───── EXTRACTED ENTRIES ─────

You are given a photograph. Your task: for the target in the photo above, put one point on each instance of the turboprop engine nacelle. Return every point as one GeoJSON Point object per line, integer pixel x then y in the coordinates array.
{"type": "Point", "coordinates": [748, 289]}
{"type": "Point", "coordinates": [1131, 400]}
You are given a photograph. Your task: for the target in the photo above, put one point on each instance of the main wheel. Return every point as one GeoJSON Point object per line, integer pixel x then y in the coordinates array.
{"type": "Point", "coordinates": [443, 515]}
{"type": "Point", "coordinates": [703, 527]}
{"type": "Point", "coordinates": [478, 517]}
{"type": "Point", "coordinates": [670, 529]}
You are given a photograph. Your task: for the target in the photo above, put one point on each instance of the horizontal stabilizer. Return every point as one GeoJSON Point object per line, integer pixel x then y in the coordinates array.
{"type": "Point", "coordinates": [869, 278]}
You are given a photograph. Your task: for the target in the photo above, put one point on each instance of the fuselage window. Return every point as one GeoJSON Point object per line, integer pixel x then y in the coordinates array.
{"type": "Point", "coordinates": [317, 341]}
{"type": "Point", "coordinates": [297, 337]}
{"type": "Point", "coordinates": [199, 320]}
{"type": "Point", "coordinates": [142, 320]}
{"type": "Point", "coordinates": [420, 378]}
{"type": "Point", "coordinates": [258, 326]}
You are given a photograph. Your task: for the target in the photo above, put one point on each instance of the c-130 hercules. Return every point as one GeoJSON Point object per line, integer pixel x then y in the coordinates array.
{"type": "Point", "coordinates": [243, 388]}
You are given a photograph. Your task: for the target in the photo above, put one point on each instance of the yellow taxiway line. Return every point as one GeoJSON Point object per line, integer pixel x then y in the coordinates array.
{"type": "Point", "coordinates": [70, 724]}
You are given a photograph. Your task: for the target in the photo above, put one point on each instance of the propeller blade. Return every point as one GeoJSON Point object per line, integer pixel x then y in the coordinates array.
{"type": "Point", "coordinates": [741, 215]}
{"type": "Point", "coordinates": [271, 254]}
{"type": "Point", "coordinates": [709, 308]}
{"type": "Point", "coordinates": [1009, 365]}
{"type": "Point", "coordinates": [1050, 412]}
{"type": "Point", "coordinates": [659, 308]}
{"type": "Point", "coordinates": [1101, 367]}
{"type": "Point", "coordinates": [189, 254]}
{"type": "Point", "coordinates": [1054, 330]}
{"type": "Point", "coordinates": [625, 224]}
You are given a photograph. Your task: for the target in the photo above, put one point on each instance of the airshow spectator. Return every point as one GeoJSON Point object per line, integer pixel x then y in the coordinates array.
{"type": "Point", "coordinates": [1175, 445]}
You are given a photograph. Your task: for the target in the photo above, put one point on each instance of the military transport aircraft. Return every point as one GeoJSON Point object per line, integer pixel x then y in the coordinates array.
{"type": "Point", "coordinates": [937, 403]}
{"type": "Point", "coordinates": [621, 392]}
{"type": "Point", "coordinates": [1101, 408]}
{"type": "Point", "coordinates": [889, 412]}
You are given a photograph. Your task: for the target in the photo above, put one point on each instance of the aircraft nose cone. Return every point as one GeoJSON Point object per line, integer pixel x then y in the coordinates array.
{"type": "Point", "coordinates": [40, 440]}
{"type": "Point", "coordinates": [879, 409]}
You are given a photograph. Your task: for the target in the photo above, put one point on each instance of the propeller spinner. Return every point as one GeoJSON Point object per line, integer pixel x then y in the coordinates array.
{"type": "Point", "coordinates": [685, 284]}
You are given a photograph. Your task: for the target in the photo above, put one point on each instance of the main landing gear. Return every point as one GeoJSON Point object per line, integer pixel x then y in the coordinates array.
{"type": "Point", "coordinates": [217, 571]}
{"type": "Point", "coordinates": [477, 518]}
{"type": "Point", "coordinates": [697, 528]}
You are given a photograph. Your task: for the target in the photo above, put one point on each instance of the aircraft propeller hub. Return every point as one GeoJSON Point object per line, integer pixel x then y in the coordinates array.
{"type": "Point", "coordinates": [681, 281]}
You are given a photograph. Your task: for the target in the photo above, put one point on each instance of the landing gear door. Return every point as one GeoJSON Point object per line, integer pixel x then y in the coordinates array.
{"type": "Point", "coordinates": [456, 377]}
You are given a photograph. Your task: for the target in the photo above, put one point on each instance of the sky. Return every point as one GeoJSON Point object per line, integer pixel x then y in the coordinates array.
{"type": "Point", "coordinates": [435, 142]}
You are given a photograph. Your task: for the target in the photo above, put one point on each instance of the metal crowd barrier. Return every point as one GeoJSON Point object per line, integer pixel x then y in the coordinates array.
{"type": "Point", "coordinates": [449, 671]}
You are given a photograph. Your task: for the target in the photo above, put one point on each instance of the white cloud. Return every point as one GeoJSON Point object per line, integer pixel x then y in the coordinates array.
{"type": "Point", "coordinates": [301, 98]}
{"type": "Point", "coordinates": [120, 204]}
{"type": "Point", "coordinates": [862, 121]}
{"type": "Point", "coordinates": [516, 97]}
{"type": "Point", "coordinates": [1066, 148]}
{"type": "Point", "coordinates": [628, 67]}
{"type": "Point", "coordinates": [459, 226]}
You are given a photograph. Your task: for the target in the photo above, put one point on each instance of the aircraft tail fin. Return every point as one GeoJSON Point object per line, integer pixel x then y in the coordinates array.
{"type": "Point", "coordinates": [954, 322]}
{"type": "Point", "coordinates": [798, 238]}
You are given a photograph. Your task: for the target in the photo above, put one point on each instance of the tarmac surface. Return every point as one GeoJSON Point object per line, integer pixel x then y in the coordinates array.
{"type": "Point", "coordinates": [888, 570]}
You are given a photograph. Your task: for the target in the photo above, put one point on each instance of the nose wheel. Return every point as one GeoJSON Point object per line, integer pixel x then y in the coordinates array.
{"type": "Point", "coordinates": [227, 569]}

─────

WHAT THE TASK ASKS: Start at the line with "of the nose". Give that line and every line after it again, word for word, through the last line above.

OUTPUT:
You are given a photograph. Your task: for the target in the photo above, put one point on each instance of the nose wheel. Return every point as one GeoJSON Point object per line, integer pixel x then y in the coordinates array.
{"type": "Point", "coordinates": [227, 569]}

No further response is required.